(Things to do):
**a)** According to the passage on steroid metabolism, which enzyme has been shown to efficiently catalyze the conjugation of glucocorticoids?
**b)** In the passage on steroid metabolism, which androgen precursors are listed as being present in circulation?
**c)** Carry on the passage on steroid metabolism from the point where it stops.

(Supplied passage):

The majority (>90%) of the glucocorticoid metabolites described above are glucuronidated in the liver prior to urinary excretion as mono-glucuronides with glycosidic bonds added at positions 3 or 21. UGT2B7 has been shown to efficiently catalyze the conjugation of glucocorticoids [224]. Metabolites retaining the Δ4 moiety are excreted to a greater degree unconjugated. Two studies report unconjugated excretion of the following individual steroids: cortisol (30%), cortisone, 20αDHE, 20βDHE, 20βDHF (40–60%); 20αDHF, 6β-OH-cortisol, 6β-OH-E and 18-OH-cortisol (80–100%) [273,274]. Urine free cortisol, i.e. the free fraction of total, non-metabolized urine cortisol, is commonly measured in clinical chemistry laboratories for the diagnosis of Cushing’s syndrome [275] whereas gas chromatography-mass spectrometry (GC-MS) measures total urine cortisol following deconjugation.

4.3. The androgen metabolome

4.3.1. Androgens in circulation

Androgens and their precursors are derived from both the adrenal cortex and the gonads as described in Section 2.5.3 above. It is important to note the that circulating androgen metabolome consist of both active androgens and androgen precursors, with both of these contributing to androgen action in target tissues [45]. Downstream metabolites can also be measured in circulation [60]. The best-known circulating androgen in both men and women of reproductive age is testosterone (Table 2). Circulating testosterone concentrations in men are approximately 10-fold higher than those of women, due to the dedicated biosynthesis in the testes, together with a very minor contribution from the adrenals (Section 2.5.3.1). Conversely, female androgens are equally derived from the adrenal glands and the ovaries (Section 2.5.3.1), which are each estimated to contribute 25% towards the circulating levels of testosterone in both pre- and postmenopausal women. The remaining 50% originates from the peripheral conversion of androgen precursors such as A4 to testosterone [[276], [277], [278]]. Androgen precursors in circulation include DHEA, its sulfate ester DHEAS, A4, 11OHA4, androstenediol and androstenediol sulfate. In fact, the circulating levels of DHEAS dwarf those of any other steroid in circulation (Table 2) and DHEAS is the only human steroid that circulates in micromolar concentrations. However, it is primarily thought to serve as an inactive waste product of adrenal steroidogenesis, produced to prevent an excessive androgen load [39,40,279]. The production of adrenal androgen precursors increases at adrenarche at 6–9 years of age, peak between 20 to 30 years of age, and subsequently decline gradually with age (Section 2.5.3.1). Gonadal androgen production is initiated for a short period of time during minipuberty in infancy, but then remains dormant until puberty. Following full initiation at puberty gonadal androgen production decreases significantly after menopause in women, while in men the testicular output of testosterone gradually decreases with age, resulting in significantly lower combined androgen levels in men aged 60 and over [24,[280], [281], [282]]. In women, testosterone and A4 demonstrate cyclic changes in concentration during the course of the menstrual cycle due to the ovarian contribution, with levels peaking mid-cycle [283,284].

(Source data):
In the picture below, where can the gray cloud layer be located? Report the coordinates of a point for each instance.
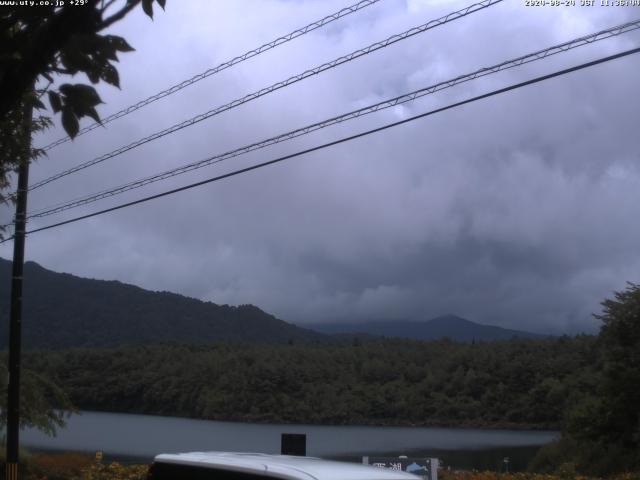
(519, 210)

(Task answers):
**a)** UGT2B7

**b)** DHEA, DHEAS, A4, 11OHA4, androstenediol and androstenediol sulfate

**c)**
Within circulation, most active sex steroids are bound to the plasma proteins sex hormone binding globulin (SHBG) or albumin and only a small fraction (1–2%) circulates unbound, which is the only form in which testosterone is accessible to the target tissues. Sex steroid-binding plasma proteins, therefore, play a key role in the regulation of androgen action. SHBG binds sex steroids (including active androgens and estrogens) with high affinity (nanomolar ranges) and specificity [[285], [286], [287]]. Although albumin binds all unconjugated steroids with low affinities (micromolar ranges), it makes a significant contribution to steroid binding due to its high abundance [45,287]. While SHBG binds the active androgens DHT and testosterone with high affinity, the affinity of SHBG for androgen precursors such as DHEA is substantially lower. Moreover, the conjugated precursor, DHEAS, circulates only in its free form.

While the levels of 11-oxygenated androgens and their precursors have been shown to be significantly elevated in patients with polycystic ovary syndrome (PCOS) and 21-hydroxylase deficiency [41,69], one study reported that the circulating levels of 11KT were also higher than that of testosterone in a healthy female control group (BMI 21.2–26.1 kg/m2) [41]. This and other recent findings have led some to suggest that 11KT may in fact be the most physiologically relevant androgen in women, though more work is needed to investigate this [288]. However, although multiple studies have measured the circulating concentrations of 11-oxygenated androgens in healthy control groups, there are significant variations in the levels reported and as such, no reference ranges have been established to date [39,41,68,69,289]. Nonetheless, it is clear that 11OHA4, the major 11-oxygenated androgen precursor produced by the adrenal, circulates at higher levels than A4. 11KA4 is the next most abundant 11-oxygenated androgen precursor in circulation (Table 2) [39,41,68,69,289]. Significantly, a recent study has revealed that unlike the classical androgens, the circulating levels of 11-oxygenated androgens do not decrease with age in women, suggested to be due to the involution of the zona reticularis with age and the appearance of areas co-expressing HSD3B2 and CYB5A [289].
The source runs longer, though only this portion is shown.